Segment Start: DATA SUPPLIED
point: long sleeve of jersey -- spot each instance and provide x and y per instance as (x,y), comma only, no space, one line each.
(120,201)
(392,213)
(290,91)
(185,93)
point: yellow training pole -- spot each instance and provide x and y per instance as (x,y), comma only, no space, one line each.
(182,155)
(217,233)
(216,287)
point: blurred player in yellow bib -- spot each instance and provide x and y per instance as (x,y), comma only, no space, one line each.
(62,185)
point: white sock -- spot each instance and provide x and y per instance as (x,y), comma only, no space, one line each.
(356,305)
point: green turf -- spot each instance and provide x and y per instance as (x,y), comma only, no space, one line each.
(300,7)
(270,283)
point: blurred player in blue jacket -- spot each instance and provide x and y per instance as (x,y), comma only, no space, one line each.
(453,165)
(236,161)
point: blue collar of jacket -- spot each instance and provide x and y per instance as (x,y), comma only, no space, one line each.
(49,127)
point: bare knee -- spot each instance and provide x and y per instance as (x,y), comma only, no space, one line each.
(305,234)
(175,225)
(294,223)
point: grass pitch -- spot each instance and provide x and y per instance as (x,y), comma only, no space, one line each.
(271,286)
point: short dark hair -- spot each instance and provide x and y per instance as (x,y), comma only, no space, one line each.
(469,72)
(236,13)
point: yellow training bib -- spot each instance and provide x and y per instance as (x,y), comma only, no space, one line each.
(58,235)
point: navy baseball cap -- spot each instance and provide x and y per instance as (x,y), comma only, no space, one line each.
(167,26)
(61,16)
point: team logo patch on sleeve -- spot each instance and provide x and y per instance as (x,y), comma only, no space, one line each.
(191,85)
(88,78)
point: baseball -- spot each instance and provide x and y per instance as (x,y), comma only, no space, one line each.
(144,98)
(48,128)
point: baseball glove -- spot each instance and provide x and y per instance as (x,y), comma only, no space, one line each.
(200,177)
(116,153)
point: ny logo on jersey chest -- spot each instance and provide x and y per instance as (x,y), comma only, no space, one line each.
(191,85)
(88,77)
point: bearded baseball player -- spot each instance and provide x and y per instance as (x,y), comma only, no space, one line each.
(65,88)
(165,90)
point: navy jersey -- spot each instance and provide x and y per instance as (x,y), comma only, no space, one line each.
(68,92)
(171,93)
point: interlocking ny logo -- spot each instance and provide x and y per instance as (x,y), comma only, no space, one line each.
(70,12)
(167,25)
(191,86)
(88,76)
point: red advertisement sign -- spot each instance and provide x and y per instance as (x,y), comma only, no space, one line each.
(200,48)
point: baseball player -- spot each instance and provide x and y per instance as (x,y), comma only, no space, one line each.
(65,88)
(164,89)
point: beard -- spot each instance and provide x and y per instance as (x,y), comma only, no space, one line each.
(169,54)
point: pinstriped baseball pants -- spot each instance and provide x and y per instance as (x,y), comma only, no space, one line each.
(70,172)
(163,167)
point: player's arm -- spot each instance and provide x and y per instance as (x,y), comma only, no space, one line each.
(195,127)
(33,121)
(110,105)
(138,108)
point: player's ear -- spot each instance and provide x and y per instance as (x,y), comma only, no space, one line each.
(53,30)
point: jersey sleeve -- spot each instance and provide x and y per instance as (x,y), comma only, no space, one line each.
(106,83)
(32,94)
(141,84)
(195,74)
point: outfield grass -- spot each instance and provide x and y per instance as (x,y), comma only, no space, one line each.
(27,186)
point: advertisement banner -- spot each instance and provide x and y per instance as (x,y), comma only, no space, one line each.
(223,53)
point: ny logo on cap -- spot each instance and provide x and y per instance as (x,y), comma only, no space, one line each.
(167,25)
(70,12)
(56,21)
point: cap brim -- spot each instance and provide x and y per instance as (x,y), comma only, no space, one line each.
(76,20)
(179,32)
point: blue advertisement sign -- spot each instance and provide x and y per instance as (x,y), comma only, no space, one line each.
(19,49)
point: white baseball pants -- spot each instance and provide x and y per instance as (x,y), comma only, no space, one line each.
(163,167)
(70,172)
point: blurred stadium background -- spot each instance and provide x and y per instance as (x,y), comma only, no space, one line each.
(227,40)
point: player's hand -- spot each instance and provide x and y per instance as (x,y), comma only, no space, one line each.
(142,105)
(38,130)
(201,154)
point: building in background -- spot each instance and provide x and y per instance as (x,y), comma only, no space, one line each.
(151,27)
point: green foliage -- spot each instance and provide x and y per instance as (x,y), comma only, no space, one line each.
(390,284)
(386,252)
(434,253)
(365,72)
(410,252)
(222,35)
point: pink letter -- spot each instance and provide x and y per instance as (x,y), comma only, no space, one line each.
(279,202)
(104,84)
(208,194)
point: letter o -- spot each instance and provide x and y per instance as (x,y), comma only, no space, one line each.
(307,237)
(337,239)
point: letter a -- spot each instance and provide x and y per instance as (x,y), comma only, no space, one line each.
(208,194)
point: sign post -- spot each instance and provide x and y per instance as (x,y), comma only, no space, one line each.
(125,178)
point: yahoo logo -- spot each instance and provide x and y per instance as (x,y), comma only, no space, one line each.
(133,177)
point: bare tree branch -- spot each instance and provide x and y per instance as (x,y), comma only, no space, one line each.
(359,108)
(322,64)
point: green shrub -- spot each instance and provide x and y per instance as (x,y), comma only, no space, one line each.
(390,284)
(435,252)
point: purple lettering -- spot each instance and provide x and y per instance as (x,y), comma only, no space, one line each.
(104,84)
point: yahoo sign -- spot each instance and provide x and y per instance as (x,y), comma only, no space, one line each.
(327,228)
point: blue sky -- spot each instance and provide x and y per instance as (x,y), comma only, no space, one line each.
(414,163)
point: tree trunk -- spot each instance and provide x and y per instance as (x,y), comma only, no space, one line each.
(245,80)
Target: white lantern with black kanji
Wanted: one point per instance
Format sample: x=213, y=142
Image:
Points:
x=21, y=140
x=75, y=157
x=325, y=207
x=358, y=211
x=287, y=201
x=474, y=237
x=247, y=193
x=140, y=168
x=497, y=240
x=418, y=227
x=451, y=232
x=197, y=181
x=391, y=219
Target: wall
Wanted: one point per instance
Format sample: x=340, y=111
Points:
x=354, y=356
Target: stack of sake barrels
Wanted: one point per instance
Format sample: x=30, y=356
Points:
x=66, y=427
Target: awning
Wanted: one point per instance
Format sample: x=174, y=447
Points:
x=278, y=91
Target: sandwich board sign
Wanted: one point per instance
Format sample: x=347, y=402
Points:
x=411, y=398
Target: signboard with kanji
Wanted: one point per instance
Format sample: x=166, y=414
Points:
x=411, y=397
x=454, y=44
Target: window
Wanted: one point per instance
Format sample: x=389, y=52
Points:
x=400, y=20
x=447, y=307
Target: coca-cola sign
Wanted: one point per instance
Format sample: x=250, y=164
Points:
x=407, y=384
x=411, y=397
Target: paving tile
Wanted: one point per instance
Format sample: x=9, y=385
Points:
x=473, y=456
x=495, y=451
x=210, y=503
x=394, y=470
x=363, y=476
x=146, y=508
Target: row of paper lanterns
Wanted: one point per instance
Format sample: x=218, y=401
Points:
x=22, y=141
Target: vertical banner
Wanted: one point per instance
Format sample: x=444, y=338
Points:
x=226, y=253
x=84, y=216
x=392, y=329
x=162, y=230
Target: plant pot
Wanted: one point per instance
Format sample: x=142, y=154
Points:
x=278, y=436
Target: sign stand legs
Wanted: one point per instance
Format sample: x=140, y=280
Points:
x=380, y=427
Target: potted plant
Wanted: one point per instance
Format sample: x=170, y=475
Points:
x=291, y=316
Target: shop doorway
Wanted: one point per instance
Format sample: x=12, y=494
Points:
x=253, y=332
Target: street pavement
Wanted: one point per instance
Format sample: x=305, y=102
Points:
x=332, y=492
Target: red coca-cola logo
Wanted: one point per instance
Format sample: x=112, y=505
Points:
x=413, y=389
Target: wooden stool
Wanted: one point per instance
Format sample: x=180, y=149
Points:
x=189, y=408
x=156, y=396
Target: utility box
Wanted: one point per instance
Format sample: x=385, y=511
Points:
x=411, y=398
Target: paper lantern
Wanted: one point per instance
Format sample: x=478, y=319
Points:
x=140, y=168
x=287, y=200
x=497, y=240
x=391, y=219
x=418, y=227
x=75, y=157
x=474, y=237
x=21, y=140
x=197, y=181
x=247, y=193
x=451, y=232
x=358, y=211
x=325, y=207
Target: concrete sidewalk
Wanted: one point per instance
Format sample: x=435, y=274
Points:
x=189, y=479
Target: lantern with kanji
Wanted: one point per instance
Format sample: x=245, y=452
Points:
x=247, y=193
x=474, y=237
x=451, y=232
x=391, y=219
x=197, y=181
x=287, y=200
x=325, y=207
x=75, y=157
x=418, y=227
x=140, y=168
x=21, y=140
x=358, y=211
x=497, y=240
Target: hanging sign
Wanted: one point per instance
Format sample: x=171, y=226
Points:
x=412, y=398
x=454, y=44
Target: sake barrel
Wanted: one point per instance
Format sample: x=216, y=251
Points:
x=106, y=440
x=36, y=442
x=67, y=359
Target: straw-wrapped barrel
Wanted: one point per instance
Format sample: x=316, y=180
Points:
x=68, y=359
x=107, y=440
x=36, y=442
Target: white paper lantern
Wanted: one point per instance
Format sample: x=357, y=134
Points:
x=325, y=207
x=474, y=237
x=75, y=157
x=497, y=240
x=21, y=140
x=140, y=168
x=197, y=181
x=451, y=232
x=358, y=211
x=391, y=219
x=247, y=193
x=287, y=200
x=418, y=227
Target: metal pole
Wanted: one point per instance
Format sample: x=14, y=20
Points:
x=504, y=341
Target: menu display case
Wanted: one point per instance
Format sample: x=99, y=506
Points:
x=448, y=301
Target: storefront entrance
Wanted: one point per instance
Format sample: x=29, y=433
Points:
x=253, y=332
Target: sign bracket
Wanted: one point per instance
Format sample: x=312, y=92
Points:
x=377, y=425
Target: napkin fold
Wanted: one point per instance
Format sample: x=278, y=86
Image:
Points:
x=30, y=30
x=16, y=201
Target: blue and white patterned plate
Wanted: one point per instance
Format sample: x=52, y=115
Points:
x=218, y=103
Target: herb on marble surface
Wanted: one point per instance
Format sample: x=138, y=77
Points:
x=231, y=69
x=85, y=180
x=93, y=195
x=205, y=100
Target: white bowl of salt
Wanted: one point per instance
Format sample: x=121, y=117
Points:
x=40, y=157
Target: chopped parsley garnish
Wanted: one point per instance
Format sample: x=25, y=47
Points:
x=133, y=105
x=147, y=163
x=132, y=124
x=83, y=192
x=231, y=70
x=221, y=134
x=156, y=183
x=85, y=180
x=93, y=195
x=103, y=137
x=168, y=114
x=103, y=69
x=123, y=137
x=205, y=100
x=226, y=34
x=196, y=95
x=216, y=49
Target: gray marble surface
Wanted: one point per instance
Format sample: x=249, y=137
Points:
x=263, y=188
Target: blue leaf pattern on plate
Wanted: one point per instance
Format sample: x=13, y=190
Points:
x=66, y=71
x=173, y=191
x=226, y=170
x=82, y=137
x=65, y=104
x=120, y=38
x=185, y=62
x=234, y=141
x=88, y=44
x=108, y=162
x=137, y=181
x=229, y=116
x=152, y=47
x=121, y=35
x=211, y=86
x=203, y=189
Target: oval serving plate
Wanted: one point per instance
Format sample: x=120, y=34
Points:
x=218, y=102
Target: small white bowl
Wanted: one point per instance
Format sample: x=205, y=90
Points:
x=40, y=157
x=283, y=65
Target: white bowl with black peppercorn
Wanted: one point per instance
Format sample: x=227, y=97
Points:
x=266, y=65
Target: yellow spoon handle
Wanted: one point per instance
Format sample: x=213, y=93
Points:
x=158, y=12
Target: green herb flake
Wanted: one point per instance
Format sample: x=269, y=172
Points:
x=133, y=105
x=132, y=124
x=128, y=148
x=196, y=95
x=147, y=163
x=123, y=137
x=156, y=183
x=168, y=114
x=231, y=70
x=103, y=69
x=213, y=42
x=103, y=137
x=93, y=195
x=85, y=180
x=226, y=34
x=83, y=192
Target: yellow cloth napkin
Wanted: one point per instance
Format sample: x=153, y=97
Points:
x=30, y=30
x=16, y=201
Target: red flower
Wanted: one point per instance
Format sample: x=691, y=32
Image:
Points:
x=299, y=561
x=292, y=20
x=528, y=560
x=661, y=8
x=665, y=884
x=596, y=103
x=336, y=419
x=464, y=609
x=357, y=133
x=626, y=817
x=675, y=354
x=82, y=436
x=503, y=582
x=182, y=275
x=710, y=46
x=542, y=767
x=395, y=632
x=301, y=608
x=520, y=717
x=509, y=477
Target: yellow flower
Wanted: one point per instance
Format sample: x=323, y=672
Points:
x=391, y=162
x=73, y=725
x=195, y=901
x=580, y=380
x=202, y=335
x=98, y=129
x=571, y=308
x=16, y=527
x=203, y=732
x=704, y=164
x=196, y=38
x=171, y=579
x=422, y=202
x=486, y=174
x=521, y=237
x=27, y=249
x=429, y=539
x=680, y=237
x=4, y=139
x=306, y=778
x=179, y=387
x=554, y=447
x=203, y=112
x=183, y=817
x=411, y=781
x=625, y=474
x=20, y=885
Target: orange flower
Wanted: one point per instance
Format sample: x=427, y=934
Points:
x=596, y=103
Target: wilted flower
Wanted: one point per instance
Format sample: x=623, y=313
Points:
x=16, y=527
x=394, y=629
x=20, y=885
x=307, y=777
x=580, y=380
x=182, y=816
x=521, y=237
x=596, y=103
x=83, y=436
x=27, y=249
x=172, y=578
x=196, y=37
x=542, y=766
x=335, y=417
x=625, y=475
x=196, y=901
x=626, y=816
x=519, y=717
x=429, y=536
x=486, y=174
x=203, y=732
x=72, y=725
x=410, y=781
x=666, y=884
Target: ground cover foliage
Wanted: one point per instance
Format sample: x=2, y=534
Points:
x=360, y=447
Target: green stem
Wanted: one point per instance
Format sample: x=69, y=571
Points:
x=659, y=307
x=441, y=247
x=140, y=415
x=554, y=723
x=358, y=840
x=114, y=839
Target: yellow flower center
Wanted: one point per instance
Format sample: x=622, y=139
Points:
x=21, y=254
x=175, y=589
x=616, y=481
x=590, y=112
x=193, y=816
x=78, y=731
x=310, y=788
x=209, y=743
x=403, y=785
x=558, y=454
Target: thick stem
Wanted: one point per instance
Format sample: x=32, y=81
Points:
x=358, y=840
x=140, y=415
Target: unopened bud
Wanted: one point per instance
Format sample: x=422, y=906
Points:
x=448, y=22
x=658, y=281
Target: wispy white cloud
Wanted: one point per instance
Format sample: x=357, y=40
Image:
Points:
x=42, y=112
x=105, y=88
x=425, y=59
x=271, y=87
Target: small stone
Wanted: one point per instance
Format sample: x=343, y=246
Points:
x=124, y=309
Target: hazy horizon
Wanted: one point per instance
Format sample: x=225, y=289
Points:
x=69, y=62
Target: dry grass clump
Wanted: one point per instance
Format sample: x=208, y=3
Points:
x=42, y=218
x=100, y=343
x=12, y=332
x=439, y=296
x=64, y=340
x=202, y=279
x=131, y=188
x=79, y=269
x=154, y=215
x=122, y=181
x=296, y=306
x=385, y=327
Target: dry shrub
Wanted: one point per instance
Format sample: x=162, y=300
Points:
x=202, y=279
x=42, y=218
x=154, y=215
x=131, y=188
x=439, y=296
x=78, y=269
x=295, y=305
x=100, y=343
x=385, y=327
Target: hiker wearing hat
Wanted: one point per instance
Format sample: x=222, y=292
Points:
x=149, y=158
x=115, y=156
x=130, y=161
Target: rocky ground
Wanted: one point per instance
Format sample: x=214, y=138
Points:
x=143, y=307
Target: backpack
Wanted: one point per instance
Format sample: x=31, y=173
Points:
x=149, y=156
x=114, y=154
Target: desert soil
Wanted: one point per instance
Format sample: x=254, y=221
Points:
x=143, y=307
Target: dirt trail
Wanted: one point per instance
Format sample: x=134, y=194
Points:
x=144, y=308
Segment End: DATA SUPPLIED
Go through the data above and copy each line in which "with" appears.

* EXERCISE ANSWER:
Target: white lantern with black kanji
Target: signboard with kanji
Target: lantern with kanji
Target: white bowl with black peppercorn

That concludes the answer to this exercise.